==== Exercise input

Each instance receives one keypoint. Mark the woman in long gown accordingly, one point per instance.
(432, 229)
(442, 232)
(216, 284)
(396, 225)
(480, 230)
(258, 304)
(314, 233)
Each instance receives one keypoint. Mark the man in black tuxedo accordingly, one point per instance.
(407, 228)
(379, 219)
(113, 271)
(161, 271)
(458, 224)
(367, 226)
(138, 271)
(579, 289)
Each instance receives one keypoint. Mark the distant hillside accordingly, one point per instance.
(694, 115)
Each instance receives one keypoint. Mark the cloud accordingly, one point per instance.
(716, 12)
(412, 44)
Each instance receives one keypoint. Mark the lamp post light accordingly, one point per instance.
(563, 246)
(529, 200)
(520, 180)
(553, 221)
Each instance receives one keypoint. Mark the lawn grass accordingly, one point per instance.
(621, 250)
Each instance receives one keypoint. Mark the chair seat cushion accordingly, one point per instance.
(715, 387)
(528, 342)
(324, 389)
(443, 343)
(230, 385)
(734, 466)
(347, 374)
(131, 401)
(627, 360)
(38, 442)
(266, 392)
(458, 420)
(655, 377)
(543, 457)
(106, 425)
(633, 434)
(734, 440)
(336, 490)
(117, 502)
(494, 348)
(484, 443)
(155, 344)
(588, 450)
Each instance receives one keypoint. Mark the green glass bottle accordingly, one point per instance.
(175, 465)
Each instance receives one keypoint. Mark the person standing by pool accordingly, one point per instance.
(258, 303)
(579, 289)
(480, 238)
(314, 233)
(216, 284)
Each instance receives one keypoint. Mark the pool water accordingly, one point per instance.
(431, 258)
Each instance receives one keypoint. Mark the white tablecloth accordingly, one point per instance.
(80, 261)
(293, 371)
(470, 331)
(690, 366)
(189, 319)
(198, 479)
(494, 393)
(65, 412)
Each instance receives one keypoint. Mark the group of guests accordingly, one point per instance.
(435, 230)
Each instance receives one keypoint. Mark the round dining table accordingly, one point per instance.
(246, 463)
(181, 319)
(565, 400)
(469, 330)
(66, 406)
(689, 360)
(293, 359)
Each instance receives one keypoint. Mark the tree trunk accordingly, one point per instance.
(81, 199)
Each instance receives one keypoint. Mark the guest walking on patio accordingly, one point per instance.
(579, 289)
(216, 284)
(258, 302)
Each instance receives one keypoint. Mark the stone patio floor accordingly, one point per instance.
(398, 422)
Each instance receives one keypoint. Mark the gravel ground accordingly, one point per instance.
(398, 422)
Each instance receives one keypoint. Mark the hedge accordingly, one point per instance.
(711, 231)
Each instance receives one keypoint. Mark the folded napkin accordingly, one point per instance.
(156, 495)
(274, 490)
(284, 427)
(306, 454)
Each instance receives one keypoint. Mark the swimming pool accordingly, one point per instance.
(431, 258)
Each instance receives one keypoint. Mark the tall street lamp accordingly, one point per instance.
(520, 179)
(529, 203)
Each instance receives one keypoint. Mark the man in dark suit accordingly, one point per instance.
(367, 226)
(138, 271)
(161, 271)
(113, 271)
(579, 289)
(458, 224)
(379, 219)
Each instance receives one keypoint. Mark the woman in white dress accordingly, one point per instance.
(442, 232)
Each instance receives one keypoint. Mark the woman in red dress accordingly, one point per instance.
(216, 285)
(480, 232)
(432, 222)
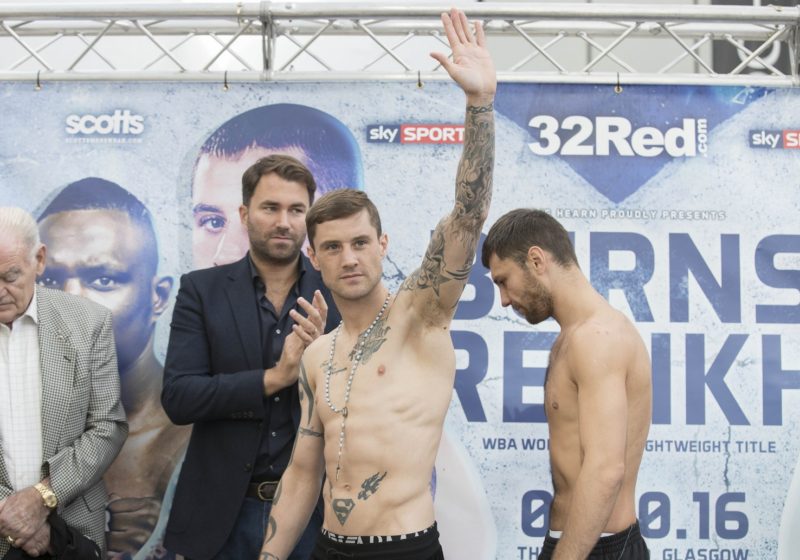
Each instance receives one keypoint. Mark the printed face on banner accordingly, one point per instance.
(17, 277)
(348, 254)
(218, 234)
(275, 219)
(103, 256)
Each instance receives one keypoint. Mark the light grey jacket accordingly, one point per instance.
(83, 422)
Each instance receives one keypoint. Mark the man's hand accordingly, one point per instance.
(22, 515)
(39, 543)
(309, 328)
(304, 332)
(131, 522)
(472, 67)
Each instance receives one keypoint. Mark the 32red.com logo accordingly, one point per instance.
(775, 139)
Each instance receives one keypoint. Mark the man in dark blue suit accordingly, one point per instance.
(232, 366)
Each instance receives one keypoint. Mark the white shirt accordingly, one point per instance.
(21, 399)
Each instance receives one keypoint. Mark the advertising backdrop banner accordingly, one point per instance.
(683, 205)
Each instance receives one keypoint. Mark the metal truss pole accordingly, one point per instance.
(283, 41)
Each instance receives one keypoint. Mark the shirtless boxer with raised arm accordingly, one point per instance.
(597, 389)
(375, 391)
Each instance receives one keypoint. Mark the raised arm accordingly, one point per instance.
(437, 285)
(298, 490)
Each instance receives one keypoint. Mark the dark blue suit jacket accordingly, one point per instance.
(213, 378)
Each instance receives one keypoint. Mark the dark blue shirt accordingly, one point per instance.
(278, 431)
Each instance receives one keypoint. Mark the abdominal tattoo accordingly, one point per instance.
(306, 432)
(370, 486)
(344, 507)
(372, 343)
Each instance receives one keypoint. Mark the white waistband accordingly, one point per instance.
(557, 534)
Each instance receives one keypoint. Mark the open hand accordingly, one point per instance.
(472, 67)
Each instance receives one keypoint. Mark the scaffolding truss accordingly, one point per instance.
(272, 41)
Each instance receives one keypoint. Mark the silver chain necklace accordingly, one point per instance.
(362, 339)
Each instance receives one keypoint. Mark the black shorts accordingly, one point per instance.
(625, 545)
(422, 545)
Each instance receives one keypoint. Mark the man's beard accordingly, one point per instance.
(260, 247)
(538, 304)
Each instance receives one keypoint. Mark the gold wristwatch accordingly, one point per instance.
(49, 497)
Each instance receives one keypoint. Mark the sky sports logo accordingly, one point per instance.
(415, 133)
(774, 139)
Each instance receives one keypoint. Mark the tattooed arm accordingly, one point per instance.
(437, 285)
(300, 484)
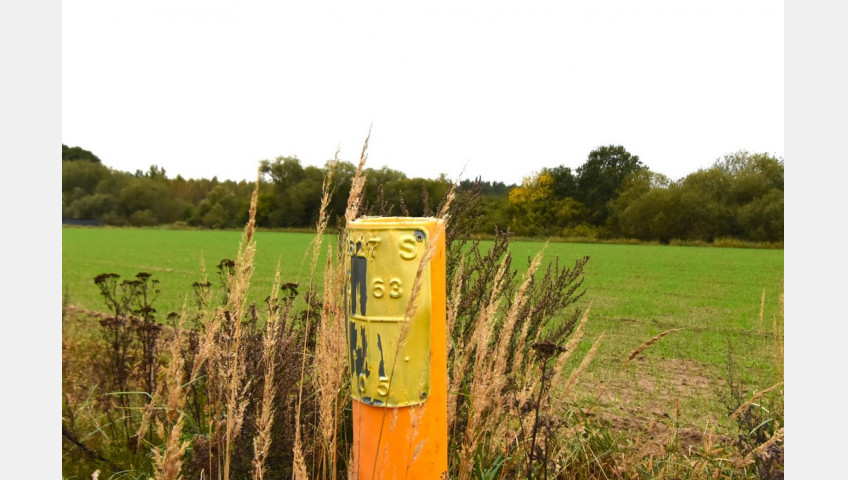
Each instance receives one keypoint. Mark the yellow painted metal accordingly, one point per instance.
(384, 257)
(406, 436)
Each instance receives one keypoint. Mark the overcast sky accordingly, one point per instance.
(496, 89)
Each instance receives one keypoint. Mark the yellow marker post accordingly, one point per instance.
(398, 366)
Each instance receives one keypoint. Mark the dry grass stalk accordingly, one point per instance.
(299, 461)
(570, 348)
(777, 328)
(778, 436)
(497, 374)
(456, 378)
(167, 463)
(479, 389)
(330, 362)
(647, 344)
(762, 310)
(755, 398)
(572, 379)
(234, 376)
(265, 416)
(357, 186)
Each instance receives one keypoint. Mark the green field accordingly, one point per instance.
(635, 292)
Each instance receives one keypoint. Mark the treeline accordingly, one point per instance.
(612, 195)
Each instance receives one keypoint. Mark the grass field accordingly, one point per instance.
(713, 295)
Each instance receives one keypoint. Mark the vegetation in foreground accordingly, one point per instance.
(237, 390)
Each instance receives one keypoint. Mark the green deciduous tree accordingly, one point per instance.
(600, 177)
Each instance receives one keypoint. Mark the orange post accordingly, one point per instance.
(398, 364)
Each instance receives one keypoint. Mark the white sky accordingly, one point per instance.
(496, 89)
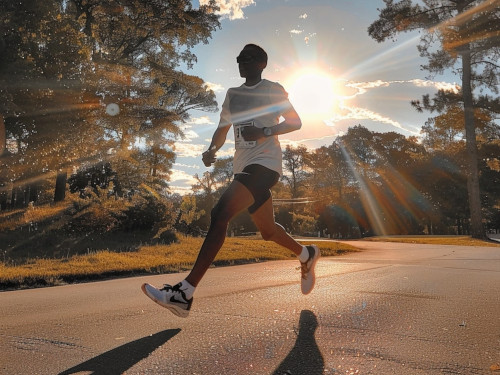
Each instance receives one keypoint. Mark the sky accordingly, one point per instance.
(320, 51)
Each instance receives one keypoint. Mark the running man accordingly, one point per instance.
(254, 110)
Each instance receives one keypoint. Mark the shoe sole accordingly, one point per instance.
(172, 308)
(312, 272)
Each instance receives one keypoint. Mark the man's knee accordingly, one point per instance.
(220, 213)
(268, 233)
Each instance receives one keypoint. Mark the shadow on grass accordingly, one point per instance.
(305, 356)
(119, 360)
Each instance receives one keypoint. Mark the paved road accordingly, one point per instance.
(391, 309)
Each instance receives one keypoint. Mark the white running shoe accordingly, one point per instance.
(307, 270)
(170, 297)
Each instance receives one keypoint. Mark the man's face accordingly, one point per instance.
(247, 63)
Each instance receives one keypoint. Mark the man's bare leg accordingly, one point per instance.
(234, 200)
(272, 231)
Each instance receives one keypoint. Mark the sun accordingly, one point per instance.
(313, 93)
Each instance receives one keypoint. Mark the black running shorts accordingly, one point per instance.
(259, 180)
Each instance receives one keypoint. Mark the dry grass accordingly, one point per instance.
(149, 259)
(436, 240)
(10, 220)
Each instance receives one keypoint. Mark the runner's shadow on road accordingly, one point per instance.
(305, 357)
(119, 360)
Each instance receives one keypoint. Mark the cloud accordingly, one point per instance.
(178, 175)
(356, 113)
(192, 166)
(203, 120)
(363, 87)
(232, 9)
(188, 149)
(215, 87)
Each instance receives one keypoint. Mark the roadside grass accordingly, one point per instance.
(436, 240)
(156, 259)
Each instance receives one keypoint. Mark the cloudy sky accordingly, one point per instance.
(320, 51)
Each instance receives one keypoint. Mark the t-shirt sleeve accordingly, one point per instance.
(279, 98)
(225, 114)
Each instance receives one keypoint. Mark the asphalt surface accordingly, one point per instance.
(390, 309)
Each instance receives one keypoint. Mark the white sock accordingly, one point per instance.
(187, 288)
(304, 255)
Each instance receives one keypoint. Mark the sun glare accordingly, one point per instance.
(313, 93)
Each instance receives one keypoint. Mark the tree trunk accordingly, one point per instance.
(3, 136)
(477, 228)
(60, 190)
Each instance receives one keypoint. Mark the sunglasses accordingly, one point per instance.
(245, 59)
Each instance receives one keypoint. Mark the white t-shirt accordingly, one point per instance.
(261, 106)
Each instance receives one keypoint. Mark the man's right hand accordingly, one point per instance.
(208, 157)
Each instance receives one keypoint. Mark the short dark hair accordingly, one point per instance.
(260, 55)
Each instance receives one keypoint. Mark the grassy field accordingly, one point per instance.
(147, 260)
(178, 257)
(436, 240)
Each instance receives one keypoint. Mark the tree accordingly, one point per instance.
(64, 62)
(468, 32)
(295, 174)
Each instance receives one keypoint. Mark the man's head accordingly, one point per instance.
(252, 59)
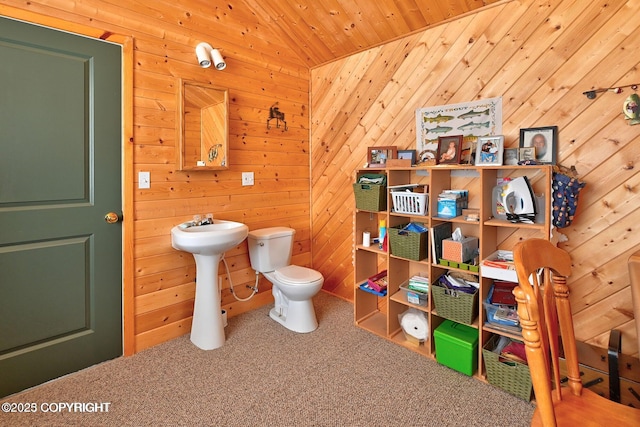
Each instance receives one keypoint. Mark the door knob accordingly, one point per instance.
(112, 217)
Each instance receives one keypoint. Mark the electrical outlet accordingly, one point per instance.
(247, 178)
(144, 180)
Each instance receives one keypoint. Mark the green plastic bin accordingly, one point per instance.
(457, 346)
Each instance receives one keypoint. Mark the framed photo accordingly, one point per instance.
(377, 156)
(408, 155)
(528, 153)
(489, 150)
(449, 148)
(511, 156)
(544, 140)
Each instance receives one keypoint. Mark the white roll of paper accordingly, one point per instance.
(416, 325)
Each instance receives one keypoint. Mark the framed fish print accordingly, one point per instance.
(470, 119)
(489, 150)
(544, 140)
(408, 155)
(377, 156)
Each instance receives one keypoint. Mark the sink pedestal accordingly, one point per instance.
(207, 328)
(207, 243)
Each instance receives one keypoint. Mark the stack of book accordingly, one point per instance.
(419, 283)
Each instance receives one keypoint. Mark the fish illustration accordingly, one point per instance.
(631, 109)
(473, 125)
(440, 129)
(437, 119)
(473, 114)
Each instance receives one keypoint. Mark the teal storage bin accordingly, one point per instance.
(457, 346)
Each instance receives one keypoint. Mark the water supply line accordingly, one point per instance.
(254, 288)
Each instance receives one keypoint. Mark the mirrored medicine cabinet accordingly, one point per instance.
(203, 127)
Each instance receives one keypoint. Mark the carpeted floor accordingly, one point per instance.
(265, 375)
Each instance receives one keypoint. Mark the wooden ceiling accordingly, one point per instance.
(323, 31)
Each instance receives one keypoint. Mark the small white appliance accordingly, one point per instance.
(293, 287)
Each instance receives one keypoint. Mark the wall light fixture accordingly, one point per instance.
(207, 54)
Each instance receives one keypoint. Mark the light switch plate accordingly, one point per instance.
(247, 178)
(144, 180)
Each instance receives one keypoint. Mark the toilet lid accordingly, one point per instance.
(293, 274)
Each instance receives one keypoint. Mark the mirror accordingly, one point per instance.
(203, 127)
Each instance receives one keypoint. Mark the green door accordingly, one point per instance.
(60, 173)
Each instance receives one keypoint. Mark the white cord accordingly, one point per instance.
(254, 289)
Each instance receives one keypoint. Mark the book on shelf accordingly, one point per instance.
(439, 232)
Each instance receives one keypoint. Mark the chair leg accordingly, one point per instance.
(615, 344)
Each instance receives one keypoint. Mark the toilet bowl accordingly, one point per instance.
(293, 287)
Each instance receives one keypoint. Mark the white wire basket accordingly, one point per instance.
(410, 203)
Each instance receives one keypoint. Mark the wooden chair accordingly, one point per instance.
(543, 305)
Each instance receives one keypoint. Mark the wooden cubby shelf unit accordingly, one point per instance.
(379, 314)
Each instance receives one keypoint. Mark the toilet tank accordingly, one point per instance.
(270, 248)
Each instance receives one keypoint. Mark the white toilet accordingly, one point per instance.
(293, 286)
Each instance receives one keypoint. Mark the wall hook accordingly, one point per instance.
(591, 94)
(275, 113)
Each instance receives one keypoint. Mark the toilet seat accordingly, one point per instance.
(296, 275)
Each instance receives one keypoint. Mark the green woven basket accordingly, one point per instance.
(457, 306)
(407, 244)
(370, 197)
(512, 377)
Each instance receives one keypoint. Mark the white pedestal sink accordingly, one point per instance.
(207, 243)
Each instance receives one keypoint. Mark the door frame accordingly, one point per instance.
(128, 325)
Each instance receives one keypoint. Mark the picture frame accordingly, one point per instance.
(528, 153)
(544, 140)
(408, 155)
(489, 150)
(377, 156)
(449, 149)
(511, 156)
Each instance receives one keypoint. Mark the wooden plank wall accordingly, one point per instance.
(259, 73)
(540, 56)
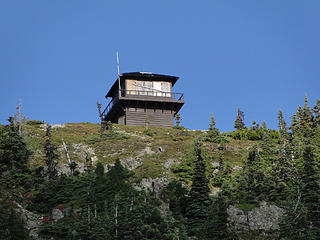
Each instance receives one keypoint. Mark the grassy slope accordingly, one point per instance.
(129, 142)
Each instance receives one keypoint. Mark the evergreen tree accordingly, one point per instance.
(303, 123)
(238, 123)
(311, 192)
(212, 131)
(282, 126)
(13, 150)
(216, 225)
(212, 125)
(178, 120)
(255, 176)
(198, 200)
(316, 112)
(51, 156)
(11, 224)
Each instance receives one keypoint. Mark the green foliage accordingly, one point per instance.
(51, 156)
(178, 119)
(216, 225)
(34, 122)
(13, 150)
(11, 223)
(198, 197)
(238, 123)
(184, 171)
(176, 195)
(148, 132)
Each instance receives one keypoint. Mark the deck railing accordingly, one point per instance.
(172, 96)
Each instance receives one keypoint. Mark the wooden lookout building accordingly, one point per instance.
(140, 97)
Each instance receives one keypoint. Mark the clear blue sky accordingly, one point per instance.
(59, 56)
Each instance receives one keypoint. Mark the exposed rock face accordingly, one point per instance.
(57, 214)
(237, 218)
(152, 184)
(265, 217)
(170, 162)
(82, 150)
(131, 162)
(33, 221)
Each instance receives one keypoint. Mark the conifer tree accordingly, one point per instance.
(311, 192)
(255, 177)
(13, 150)
(178, 120)
(238, 123)
(282, 126)
(51, 156)
(216, 225)
(316, 112)
(212, 131)
(198, 200)
(212, 125)
(303, 124)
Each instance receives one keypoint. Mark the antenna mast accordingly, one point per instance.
(118, 74)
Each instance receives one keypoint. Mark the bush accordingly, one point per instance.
(148, 132)
(35, 122)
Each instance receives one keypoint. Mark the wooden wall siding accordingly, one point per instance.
(131, 85)
(121, 120)
(138, 118)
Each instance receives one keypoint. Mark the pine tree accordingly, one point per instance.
(212, 125)
(216, 225)
(303, 122)
(178, 120)
(282, 126)
(13, 150)
(255, 175)
(311, 192)
(316, 112)
(238, 123)
(198, 200)
(51, 156)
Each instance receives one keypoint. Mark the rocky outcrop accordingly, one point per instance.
(152, 184)
(33, 221)
(263, 218)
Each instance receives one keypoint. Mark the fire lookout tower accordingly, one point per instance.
(143, 96)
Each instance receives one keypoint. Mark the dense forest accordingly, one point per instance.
(100, 201)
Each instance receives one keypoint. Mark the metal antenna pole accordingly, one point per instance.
(118, 74)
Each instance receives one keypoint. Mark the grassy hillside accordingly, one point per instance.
(153, 147)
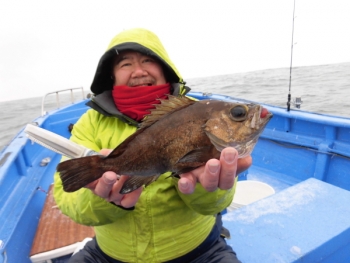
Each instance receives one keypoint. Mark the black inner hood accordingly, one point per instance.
(103, 81)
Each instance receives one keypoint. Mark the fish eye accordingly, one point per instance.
(239, 113)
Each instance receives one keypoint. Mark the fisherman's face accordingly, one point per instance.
(135, 69)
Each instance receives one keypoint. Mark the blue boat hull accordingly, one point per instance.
(295, 147)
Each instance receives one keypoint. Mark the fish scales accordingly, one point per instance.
(183, 138)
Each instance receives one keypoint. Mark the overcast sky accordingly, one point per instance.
(48, 45)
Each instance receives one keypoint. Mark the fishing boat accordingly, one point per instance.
(292, 204)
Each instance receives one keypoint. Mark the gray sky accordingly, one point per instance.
(48, 45)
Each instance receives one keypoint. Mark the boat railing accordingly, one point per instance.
(43, 112)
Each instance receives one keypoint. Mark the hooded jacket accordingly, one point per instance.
(164, 224)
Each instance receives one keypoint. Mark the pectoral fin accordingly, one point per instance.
(134, 182)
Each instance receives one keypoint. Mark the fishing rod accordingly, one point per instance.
(291, 63)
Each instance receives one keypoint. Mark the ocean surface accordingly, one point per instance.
(323, 89)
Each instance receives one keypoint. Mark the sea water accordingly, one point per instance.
(323, 89)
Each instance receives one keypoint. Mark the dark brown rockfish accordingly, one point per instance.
(178, 136)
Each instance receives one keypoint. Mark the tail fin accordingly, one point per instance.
(77, 173)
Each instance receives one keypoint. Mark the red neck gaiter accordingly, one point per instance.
(136, 102)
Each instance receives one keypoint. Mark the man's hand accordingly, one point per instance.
(215, 173)
(109, 185)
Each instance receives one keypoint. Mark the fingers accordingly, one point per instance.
(216, 173)
(187, 182)
(244, 163)
(228, 161)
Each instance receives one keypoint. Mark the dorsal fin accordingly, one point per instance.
(166, 107)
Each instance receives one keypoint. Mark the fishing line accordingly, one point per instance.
(291, 62)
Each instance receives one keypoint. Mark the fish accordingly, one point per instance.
(178, 136)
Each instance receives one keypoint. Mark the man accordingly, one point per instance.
(172, 219)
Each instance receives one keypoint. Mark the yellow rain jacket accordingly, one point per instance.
(165, 224)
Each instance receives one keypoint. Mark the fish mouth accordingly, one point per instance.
(244, 148)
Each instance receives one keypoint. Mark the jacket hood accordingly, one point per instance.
(140, 40)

========

» **Task item**:
Output exactly the line containing "Each instance receives one keypoint. Mark the fish mouth" together with every line after it, ending at the final line of the entries.

» **Solution to this problem**:
Each instance receives one keypoint. Mark the fish mouth accordingly, one point per instance.
(244, 148)
Each instance receives one keypoint. Mark the jacket hood accordingly, one point per instance.
(140, 40)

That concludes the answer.